> [Information given]

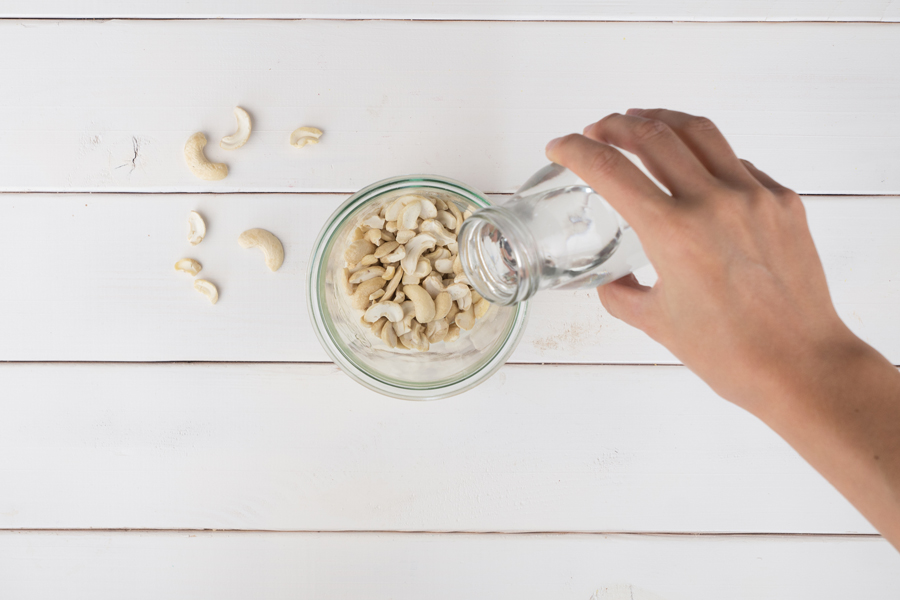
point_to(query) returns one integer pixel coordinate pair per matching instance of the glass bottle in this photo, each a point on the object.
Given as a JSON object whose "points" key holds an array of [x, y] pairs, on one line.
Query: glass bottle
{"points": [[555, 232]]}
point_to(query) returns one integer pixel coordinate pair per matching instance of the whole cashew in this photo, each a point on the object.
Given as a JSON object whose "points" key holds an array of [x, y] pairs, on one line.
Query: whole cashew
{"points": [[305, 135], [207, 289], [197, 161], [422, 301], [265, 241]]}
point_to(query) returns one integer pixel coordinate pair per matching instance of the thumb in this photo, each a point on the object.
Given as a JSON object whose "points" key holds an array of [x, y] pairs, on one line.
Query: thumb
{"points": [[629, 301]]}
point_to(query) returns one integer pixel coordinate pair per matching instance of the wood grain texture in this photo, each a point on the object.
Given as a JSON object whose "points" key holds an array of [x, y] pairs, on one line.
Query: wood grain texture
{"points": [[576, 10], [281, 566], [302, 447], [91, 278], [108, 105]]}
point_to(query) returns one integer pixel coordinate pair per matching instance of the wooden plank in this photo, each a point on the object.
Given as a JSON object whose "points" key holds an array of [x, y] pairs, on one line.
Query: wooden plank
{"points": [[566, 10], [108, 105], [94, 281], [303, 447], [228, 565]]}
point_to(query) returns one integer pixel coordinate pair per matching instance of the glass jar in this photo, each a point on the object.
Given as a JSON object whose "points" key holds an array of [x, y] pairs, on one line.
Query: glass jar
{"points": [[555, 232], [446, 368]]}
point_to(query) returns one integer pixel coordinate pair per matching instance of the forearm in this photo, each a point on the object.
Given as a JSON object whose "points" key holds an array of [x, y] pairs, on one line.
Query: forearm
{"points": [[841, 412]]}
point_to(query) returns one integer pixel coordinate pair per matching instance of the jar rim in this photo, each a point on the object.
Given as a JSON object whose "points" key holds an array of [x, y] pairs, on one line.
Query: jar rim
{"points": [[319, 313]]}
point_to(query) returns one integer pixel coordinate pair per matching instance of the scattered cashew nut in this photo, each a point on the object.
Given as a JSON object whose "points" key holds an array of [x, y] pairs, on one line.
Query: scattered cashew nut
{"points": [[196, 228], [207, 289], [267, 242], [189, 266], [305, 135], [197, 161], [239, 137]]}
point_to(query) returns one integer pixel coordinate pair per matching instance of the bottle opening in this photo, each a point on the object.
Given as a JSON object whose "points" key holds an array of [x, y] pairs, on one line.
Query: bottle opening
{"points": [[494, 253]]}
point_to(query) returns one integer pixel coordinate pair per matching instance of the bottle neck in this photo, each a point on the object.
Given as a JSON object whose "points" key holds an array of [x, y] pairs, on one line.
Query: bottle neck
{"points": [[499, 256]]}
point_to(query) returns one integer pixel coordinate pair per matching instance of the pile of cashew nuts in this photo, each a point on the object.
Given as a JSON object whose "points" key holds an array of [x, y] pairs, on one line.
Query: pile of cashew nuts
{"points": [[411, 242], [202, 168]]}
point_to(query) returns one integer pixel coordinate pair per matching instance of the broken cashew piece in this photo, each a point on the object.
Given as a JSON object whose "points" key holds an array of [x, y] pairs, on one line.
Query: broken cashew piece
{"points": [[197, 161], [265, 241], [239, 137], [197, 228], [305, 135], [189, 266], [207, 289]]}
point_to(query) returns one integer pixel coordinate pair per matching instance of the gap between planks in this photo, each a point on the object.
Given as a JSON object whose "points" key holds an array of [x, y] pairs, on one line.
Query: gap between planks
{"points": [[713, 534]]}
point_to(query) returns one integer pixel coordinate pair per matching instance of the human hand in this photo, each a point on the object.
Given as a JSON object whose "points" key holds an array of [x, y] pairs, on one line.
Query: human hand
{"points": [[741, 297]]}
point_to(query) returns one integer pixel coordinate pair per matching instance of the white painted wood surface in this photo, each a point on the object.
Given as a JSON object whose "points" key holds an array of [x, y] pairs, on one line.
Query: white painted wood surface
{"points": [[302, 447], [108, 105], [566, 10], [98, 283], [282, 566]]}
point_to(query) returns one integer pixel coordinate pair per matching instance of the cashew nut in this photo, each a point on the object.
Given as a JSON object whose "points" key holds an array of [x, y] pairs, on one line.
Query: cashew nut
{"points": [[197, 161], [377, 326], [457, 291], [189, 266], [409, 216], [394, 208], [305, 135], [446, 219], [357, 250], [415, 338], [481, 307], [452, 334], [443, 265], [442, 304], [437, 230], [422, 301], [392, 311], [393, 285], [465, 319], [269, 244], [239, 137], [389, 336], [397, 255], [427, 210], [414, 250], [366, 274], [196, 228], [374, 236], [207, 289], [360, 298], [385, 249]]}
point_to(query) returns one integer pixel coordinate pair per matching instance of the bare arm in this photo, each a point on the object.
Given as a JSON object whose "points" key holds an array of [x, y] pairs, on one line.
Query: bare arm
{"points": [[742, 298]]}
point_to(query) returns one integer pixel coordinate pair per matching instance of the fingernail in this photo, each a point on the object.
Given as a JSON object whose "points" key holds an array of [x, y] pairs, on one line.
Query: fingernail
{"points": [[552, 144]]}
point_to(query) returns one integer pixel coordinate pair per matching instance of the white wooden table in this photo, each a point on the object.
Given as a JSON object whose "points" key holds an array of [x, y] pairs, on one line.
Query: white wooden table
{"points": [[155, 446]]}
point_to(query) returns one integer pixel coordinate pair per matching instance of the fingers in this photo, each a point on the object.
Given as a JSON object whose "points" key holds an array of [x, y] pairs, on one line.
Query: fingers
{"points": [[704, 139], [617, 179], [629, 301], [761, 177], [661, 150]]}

> [Work required] Print the data above in full and exactly as it appears, skipping the pictures.

> [Reply to the exercise]
point_to(query) returns one integer pixel coordinate pair per matching instance of the glass bottle in this photo, each a point on the object.
Given as a JSON object whose "points" key holds an array of [x, y] pairs, on one line.
Query: glass bottle
{"points": [[555, 232]]}
point_to(query) returns one integer pixel coordinate pair per matching instance of the whole cashew in this photo, each a point on the object.
Given as a JSON object whose "points" key holds an array of [x, y] pairs, on one line.
Query: whole cashew
{"points": [[305, 135], [207, 289], [197, 161], [422, 301], [265, 241]]}
point_to(query) returns one integer pixel coordinate pair per matching instance of the thumb in this photo, each a point on the object.
Given as a JSON object whose "points" key holds an array of [x, y] pairs, on one line.
Query: thumb
{"points": [[629, 301]]}
point_to(query) returns one integer pixel coordinate pair per matching instance of the wood grain texture in this photo, each a point on the object.
Given as a JSON object whose "points" key holds an array of [x, y] pairs, on one line.
Query: wood grain texture
{"points": [[576, 10], [281, 566], [302, 447], [91, 278], [108, 105]]}
point_to(query) returns one integer pixel coordinate pair per matching instance of the wooden plank in this photo, each a point on the object.
Given as a JSON object whose "points" key holds an array of [x, y] pairs, on one line.
Query: wooden plank
{"points": [[566, 10], [108, 105], [94, 281], [303, 447], [228, 565]]}
point_to(query) returns one integer pixel coordinate pair per matching instance of the glass jar in this photo, each a point on the object.
Given as a JSON object whose "points" key holds an array of [x, y] pairs, on one line.
Query: glass jar
{"points": [[555, 232], [446, 368]]}
point_to(query) returns one integer pixel coordinate pair per matching instance of the forearm in this photo, each a point on the object.
Given as a JSON object whose "points" key holds an array of [x, y] pairs, on one line.
Query: forearm
{"points": [[841, 412]]}
point_to(query) returns one integer pixel coordinate pair per matching instance of the jar rim in this photo, each a point on the object.
Given as a JSON object whose "points" key holds an array of [x, y] pairs, on one line.
Query: jar rim
{"points": [[319, 313]]}
point_to(query) returns one integer pixel coordinate pair per matching instance of the scattered cashew nut in this photo, each a point on the object.
Given as a JSON object whose "points" key holds an array of [x, y] pairs, on one line.
Query: scattered cashew nut
{"points": [[196, 228], [207, 289], [267, 242], [189, 266], [305, 135], [197, 161], [239, 137]]}
point_to(query) returns one integer pixel coordinate pair per matching instance of the bottle opening in this photo, each a point on the object.
Given as a JSON object whose "points" key holds an array of [x, y] pairs, on one line.
Query: bottle opening
{"points": [[494, 253]]}
point_to(query) returns one integer pixel coordinate pair per matching instance of the bottle neck in this photo, each a point on the object.
Given as a JSON object whose "points" key holds an array of [x, y] pairs, on one line.
Query: bottle neck
{"points": [[499, 256]]}
point_to(query) returns one integer pixel coordinate pair per matching instance of the pile of cashew nuts in this photo, each a point on the object.
Given as a JSON object whose "points" key holds an array of [x, y] pairs, on one line.
Query: pile of cashew nuts
{"points": [[411, 242], [202, 168]]}
point_to(query) returns one integer pixel coordinate pair per matching instance of the broken cashew piece in this photo, each a point on the object.
Given as a JSON object whose "points" key holds an array of [x, y] pairs, on one line.
Query: broken cashew piece
{"points": [[197, 161], [265, 241], [239, 137], [197, 228], [305, 135], [189, 266], [207, 289]]}
point_to(query) returns one integer pixel coordinate pair per matching instance of the gap between planks in this photo, each a point on the object.
Given as a JSON object whose "points" key holds an array of [x, y] pairs, on one line.
Query: gap between planks
{"points": [[713, 534]]}
point_to(query) returns one integer pixel coordinate pair per matching instance of the human hand in this photo, each a point on the object.
Given as a JSON object whose "points" key holds an array of [x, y] pairs, on one line.
Query: human hand
{"points": [[741, 297]]}
point_to(query) returns one integer pixel coordinate pair per matching instance of the white painted wood surface in this photo, each a point on the object.
Given as a JSON object whose "points" key holds an array of [x, y] pairs, on one line.
Query: white painted wood surface
{"points": [[302, 447], [108, 105], [566, 10], [98, 283], [282, 566]]}
point_to(query) returns one integer pixel coordinate pair per matching instance of the cashew nut in this photo, each a point on the object.
Given as a JSON object whose "points" key holds an array of [x, y] pairs, on one line.
Query: cashew nut
{"points": [[197, 161], [377, 326], [457, 291], [189, 266], [409, 216], [394, 208], [305, 135], [446, 219], [357, 250], [415, 338], [481, 307], [452, 334], [443, 265], [442, 304], [437, 230], [422, 301], [392, 311], [393, 285], [465, 319], [269, 244], [239, 137], [389, 336], [397, 255], [427, 210], [414, 250], [366, 274], [196, 228], [374, 236], [207, 289], [360, 298], [385, 249]]}
point_to(query) returns one integer pixel coordinate pair per matching instance of the bare arm in this photo, each a point on the object.
Given as a JSON object whose "points" key holds an array of [x, y] pairs, on one line.
Query: bare arm
{"points": [[742, 298]]}
point_to(query) returns one integer pixel coordinate pair per matching instance of the fingernail in this photo, each a point on the object.
Given as a JSON object whose "points" key holds an array of [x, y] pairs, on one line.
Query: fingernail
{"points": [[552, 144]]}
point_to(query) returns one integer pixel coordinate pair per matching instance of the white wooden table in this photo, each a point on the object.
Given as a JSON object whose "points" key holds an array of [x, y] pairs, on one line.
Query: white wooden table
{"points": [[155, 446]]}
point_to(query) returns one integer pixel coordinate pair per matching instance of the fingers in this photo, each a point on the object.
Given as a JSON object whose "points" key holds an array of [x, y] pairs, on one line.
Query: fingers
{"points": [[704, 139], [617, 179], [629, 301], [761, 177], [661, 150]]}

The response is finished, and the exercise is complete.